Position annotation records
╔══

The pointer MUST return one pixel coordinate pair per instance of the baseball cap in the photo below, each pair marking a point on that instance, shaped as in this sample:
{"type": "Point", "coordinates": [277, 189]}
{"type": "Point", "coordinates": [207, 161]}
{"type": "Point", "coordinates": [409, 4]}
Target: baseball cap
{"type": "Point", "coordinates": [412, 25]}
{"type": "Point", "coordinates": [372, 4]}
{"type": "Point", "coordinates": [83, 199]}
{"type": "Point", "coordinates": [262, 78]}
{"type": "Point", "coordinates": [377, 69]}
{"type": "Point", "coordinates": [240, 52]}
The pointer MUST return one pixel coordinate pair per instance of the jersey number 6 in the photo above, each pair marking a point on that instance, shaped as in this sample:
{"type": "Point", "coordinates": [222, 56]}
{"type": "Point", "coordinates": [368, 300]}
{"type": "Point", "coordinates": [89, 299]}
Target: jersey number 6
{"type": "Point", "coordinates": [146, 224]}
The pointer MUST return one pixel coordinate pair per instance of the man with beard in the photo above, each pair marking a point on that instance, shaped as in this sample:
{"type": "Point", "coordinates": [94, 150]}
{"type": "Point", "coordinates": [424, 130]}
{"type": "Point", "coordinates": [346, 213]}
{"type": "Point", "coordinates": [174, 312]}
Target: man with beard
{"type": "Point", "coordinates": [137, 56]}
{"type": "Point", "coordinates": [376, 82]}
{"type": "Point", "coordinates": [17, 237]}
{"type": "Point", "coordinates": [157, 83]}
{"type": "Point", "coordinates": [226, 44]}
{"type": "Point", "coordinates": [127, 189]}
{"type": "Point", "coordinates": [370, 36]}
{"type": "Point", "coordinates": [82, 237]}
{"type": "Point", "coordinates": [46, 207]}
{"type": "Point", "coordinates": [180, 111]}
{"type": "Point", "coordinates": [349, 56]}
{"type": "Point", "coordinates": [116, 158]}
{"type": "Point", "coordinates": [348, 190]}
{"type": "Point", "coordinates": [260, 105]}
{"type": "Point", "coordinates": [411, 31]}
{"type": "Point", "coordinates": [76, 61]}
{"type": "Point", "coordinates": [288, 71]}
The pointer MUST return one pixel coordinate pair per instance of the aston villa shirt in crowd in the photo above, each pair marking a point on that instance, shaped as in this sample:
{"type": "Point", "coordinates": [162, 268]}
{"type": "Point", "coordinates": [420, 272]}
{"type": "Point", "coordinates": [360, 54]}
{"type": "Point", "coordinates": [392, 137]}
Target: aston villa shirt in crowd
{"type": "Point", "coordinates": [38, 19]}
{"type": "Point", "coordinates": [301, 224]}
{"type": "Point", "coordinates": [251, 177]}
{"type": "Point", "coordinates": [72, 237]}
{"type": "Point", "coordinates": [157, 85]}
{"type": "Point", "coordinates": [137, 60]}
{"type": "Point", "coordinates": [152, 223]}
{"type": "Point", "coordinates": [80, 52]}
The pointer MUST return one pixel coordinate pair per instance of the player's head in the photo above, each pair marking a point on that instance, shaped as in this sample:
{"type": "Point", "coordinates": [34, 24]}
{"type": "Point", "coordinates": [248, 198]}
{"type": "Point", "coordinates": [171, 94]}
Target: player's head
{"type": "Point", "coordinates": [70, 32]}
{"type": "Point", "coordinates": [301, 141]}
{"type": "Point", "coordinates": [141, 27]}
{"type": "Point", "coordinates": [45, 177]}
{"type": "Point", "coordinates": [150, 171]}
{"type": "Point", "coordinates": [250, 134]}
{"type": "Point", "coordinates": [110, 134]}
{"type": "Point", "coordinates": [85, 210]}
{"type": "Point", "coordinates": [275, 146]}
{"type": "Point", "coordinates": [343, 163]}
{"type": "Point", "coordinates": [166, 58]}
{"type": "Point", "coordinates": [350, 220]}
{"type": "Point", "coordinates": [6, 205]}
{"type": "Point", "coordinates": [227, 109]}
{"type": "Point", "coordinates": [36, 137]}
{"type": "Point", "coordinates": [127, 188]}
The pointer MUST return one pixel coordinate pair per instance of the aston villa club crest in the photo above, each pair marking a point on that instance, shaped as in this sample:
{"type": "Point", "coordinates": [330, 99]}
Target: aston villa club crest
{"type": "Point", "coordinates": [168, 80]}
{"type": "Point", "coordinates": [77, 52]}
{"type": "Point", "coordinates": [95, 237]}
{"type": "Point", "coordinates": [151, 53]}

╚══

- Aim of the exercise -
Copy out the lines starting at the one containing "club crest in" and ending with the last line of the entries. Include nothing else.

- Completed exercise -
The pointer MUST return one pixel coordinate pair per instance of the aston villa club crest in the photo above, each pair marking a point on that instance, shaped as in this sample:
{"type": "Point", "coordinates": [330, 99]}
Target: aston villa club crest
{"type": "Point", "coordinates": [168, 80]}
{"type": "Point", "coordinates": [77, 52]}
{"type": "Point", "coordinates": [95, 237]}
{"type": "Point", "coordinates": [151, 53]}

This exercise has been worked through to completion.